● Elenco dei compiti:
A - Nel testo sull'educazione cristiana dei figli, in che anno dice di essersi sposato chi scrive?
B - Riporta i record a partire dalla riga che contiene "Where can you spot the pink" fino alla fine dei record, sostituendo "umbrella" con "parasol" e lasciando tutto il resto invariato.

● Testo estratto:
------------------------------------------------------------

Non sono insensibile a tutte le altre situazioni: so che ci sono nelle nostre chiese molte famiglie in cui i genitori sono diventati credenti con i figli già grandi, altre dove un solo genitore è credente o in cui per una ragione o l’altra manca uno dei due. A chi si trova in queste situazioni, può sembrare che io parli come il contadino della storiella, il quale rispose al turista che gli chiedeva indicazioni per arrivare in un certo posto: “Se io fossi in lei, non partirei proprio da qui!”
È chiaro che dobbiamo partire dal punto in cui ci troviamo, cercando di andare nella giusta direzione. Chi si trova dunque in una situazione “particolare” non si senta condannato se non riesce ad applicare pienamente i princìpi che esporrò. Faccia quello che può! Il Signore non gli chiede certamente di più, e per il resto deve confidare nella grazia di Dio che è sufficiente per ogni situazione.
La conferma dei fatti
Da molti anni insegno su questo tema, spiegando i princìpi della Parola di Dio. Oggi però posso dire che ho anche la conferma che funzionano, dopo averli collaudati con i miei sei figli! Infatti quando ci siamo sposati, nel 1970, io e mia moglie siamo partiti con la convinzione che la Bibbia ci dà istruzioni e princìpi chiari ed indispensabili per impostare la famiglia e per educare i figli nel modo giusto. Siamo stati anche molto aiutati da un libro di Larry Christenson, La famiglia cristiana (Ed. Uomini Nuovi, Marchirolo, VA, 3a ed. 1988) – forse l’unico del genere allora disponibile – che posso ancora raccomandare a tutti, anche se oggi ce ne sono diversi altri validi.
Tutte le famiglie cristiane che io conosco e che funzionano bene si basano su questi stessi princìpi della Parola di Dio. Sono ben diversi dai princìpi seguiti da questo mondo, per cui, se cercheremo di metterli in pratica, ci dovremo scontrare frontalmente con la mentalità, la cultura e i costumi della società in cui viviamo. Su certi punti la Parola di Dio contrasta con la cultura dell’Italia meridionale, su altri invece con quella nordica, su altri ancora con tutt’e due! Perciò dobbiamo avere il coraggio di andare contro corrente, di abbracciare la Parola di Dio e di mettere in discussione le cose che i nostri genitori ci hanno insegnate e il modo di fare della gente fra cui viviamo, e vivere invece secondo i princìpi di Dio.
La prima cosa che voglio sottolineare, dunque, è l’obiettivo che abbiamo nell’educazione dei nostri figli. Se abbiamo dei figli, essi costituiscono una delle responsabilità più grosse che abbiamo. La maggior parte delle cose che possiamo fare nella vita – far carriera, guadagnare soldi, mettere su casa, farci una posizione nella società – sono passeggere. Invece ciò che investiamo nella vita dei nostri figli, se costruiamo bene, rimarrà per tutta l’eternità. Il nostro obiettivo deve essere non soltanto quello di “sistemare” i figli o di farne dei buoni cittadini e buoni lavoratori, ma quello di portarli a realizzare il progetto di Dio per la loro vita nel Suo Regno e nella Sua Chiesa. Dio ama i nostri figli ed ha un piano meraviglioso per la loro vita, e vuole benedire le nostre famiglie in modo che siano per noi fonte di gioia e di consolazione spirituale, e non di dolore o di rimorso.

------------------------------------------------------------

Voci da un dataset di puntamento:
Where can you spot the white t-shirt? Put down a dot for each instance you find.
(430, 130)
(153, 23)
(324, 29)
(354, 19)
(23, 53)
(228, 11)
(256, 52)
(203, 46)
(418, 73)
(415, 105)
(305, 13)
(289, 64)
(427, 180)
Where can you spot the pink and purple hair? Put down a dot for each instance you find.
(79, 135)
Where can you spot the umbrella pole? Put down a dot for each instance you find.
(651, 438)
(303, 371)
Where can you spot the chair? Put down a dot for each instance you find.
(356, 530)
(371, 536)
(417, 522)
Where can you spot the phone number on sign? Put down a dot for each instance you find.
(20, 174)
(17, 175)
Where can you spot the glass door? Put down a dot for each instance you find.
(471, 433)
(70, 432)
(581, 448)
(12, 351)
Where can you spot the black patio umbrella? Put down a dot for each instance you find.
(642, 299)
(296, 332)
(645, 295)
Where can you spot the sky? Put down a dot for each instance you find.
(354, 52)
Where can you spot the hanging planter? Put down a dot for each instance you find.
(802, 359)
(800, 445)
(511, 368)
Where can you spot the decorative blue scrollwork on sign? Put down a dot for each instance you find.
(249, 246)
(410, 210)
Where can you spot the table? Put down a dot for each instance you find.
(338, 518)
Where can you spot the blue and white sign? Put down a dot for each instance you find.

------------------------------------------------------------

● Risposte ai compiti:
A - Nel 1970.

B -
Where can you spot the pink and purple hair? Put down a dot for each instance you find.
(79, 135)
Where can you spot the parasol pole? Put down a dot for each instance you find.
(651, 438)
(303, 371)
Where can you spot the chair? Put down a dot for each instance you find.
(356, 530)
(371, 536)
(417, 522)
Where can you spot the phone number on sign? Put down a dot for each instance you find.
(20, 174)
(17, 175)
Where can you spot the glass door? Put down a dot for each instance you find.
(471, 433)
(70, 432)
(581, 448)
(12, 351)
Where can you spot the black patio parasol? Put down a dot for each instance you find.
(642, 299)
(296, 332)
(645, 295)
Where can you spot the sky? Put down a dot for each instance you find.
(354, 52)
Where can you spot the hanging planter? Put down a dot for each instance you find.
(802, 359)
(800, 445)
(511, 368)
Where can you spot the decorative blue scrollwork on sign? Put down a dot for each instance you find.
(249, 246)
(410, 210)
Where can you spot the table? Put down a dot for each instance you find.
(338, 518)
Where can you spot the blue and white sign? Put down a dot for each instance you find.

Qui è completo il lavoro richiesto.